TRECHO DA CRÔNICA:
◆ ◆ ◆ ◆

Oi

"E ninguém administra nada, ninguém é competente em nada daquilo a que
está ligado, ninguém sabe nada, a impressão é de um viveiro de baratas
tontas semitartamudas ou arrogantes."
...

Diário do Nordeste
COLUNA (29/7/2007)


João Ubaldo Ribeiro - Esculhambação


Tive de enfrentar um certo trauma de infância, para conseguir usar o
título acima. Sou do tempo em que essa palavra era chula mesmo e, como
diz o Houaiss, tabuísmo. Menino que a pronunciasse na frente de senhoras
estava arriscado a ter a boca lavada com sabão. Agora se escreve e
publica em jornal praticamente qualquer coisa e ela já faz parte do
vocabulário cotidiano. Assim mesmo, sou obrigado a evitar os olhares de
reprovação dos fantasmas de meu pai e meu avô, ambos eméritos xingadores
de jornal, mas xingadores finos, que raspavam palavrões polissilábicos
em textos barrocos e nunca escreveriam nada com o título que escolhi hoje.

Mas, honestamente, que outra palavra pode ser usada para a sensação que
nos acomete, diante do que vem sucedendo no Brasil? Só esculhambação
mesmo. Desgoverno também, mas desgoverno é pouco, esculhambação é mais
plurívoca, mais conotativa, mais colorida. Acho que basta qualquer um
ligar a tevê para ver o noticiário ou abrir o jornal e a sensação de
esculhambação é avassaladora, nos engolfa por todos os lados.

◆ ◆ ◆ ◆

MATERIAL FORNECIDO:
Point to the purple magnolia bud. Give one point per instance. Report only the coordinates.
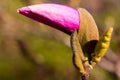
(61, 17)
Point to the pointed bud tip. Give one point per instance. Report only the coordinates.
(61, 17)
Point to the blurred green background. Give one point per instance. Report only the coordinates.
(33, 51)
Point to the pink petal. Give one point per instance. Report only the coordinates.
(61, 17)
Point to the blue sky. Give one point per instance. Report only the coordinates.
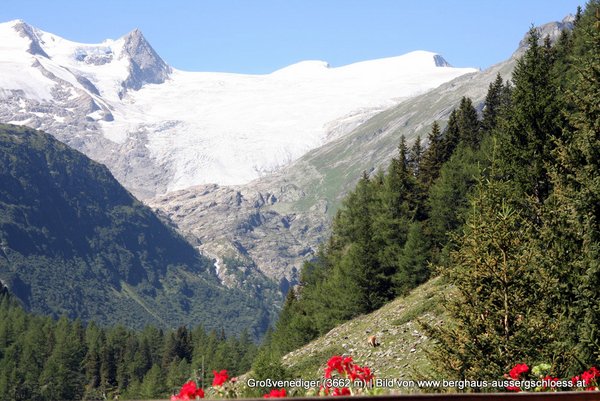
(264, 35)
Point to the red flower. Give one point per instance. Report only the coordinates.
(220, 378)
(335, 363)
(360, 373)
(188, 392)
(275, 394)
(551, 381)
(323, 389)
(516, 372)
(341, 391)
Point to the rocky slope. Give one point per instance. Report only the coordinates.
(275, 223)
(403, 344)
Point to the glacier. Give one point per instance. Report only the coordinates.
(160, 129)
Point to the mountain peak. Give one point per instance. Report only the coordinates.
(552, 30)
(146, 65)
(27, 31)
(440, 61)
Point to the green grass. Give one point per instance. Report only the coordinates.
(403, 350)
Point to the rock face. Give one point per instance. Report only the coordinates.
(146, 66)
(246, 227)
(257, 232)
(160, 130)
(279, 221)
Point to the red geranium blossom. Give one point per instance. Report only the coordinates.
(341, 391)
(589, 376)
(275, 394)
(189, 391)
(516, 372)
(220, 378)
(335, 363)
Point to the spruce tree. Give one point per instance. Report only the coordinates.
(468, 124)
(573, 212)
(497, 317)
(532, 127)
(493, 104)
(451, 136)
(432, 157)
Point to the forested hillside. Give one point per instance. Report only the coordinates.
(45, 359)
(73, 241)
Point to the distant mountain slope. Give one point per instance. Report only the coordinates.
(279, 220)
(160, 129)
(74, 241)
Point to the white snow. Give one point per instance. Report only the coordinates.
(220, 127)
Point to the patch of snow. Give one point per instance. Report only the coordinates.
(212, 127)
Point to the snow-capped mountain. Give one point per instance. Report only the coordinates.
(160, 129)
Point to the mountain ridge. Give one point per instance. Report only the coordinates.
(161, 129)
(73, 241)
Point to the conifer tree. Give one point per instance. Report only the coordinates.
(468, 124)
(573, 229)
(532, 128)
(451, 136)
(432, 157)
(497, 315)
(493, 104)
(415, 155)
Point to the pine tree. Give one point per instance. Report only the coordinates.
(468, 124)
(415, 155)
(531, 130)
(493, 104)
(497, 314)
(413, 261)
(451, 136)
(432, 157)
(573, 210)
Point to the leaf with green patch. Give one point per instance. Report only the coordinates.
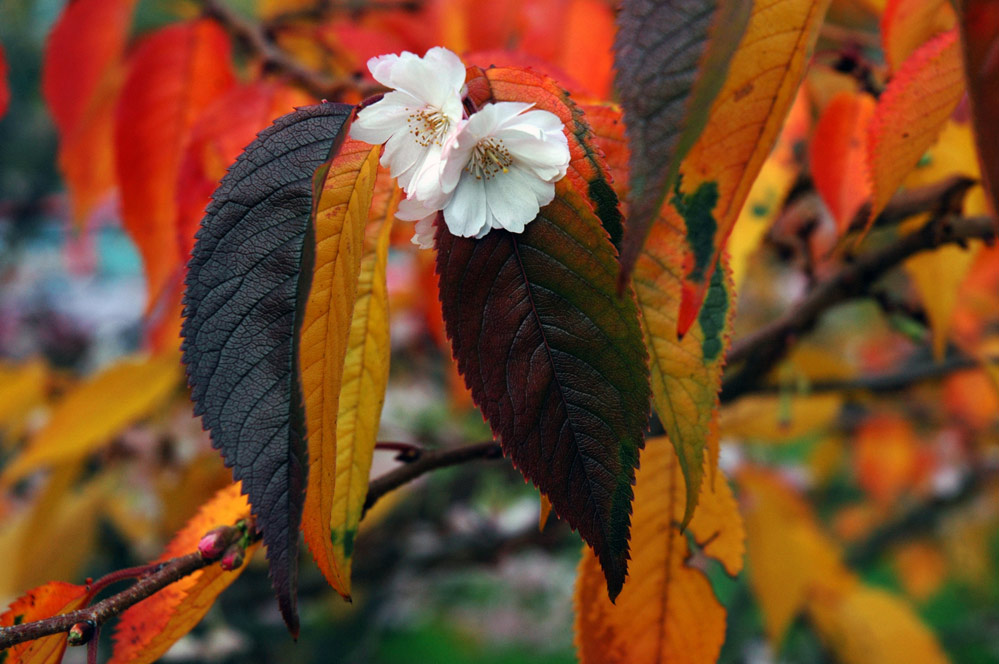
(671, 60)
(250, 268)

◆ ◆ ◆ ◆

DETALHES DO EXERCÍCIO: Dê continuidade à crônica sobre a esculhambação no Brasil, começando logo depois da última frase apresentada. Este material é à parte e não pertence à crônica.

RESULTADO DO EXERCÍCIO:
O pavoroso desastre de Congonhas: cada dia uma coisa, ninguém sabe de
nada. O governo, em vez de interessar-se genuinamente pela tragédia,
resolve concentrar-se na preservação da própria imagem. Aí a gente vai
ver as notícias e os responsáveis por órgãos envolvidos com o tráfego
aéreo estão sendo condecorados por serviços prestados à aviação. Quer
dizer, uma pessoa desesperada com a perda de parentes ou amigos pensa
que pelo menos o governo deve tomar alguma providência, ainda que
tardia, e o que vê é a condecoração. Como puderam ter a insensibilidade
de fazer isso? A não ser que o ´relaxe e goze´ tenha sido mesmo uma
palavra de ordem, ou a atitude geral dos governantes para conosco seja
mesmo resumível nesse deboche.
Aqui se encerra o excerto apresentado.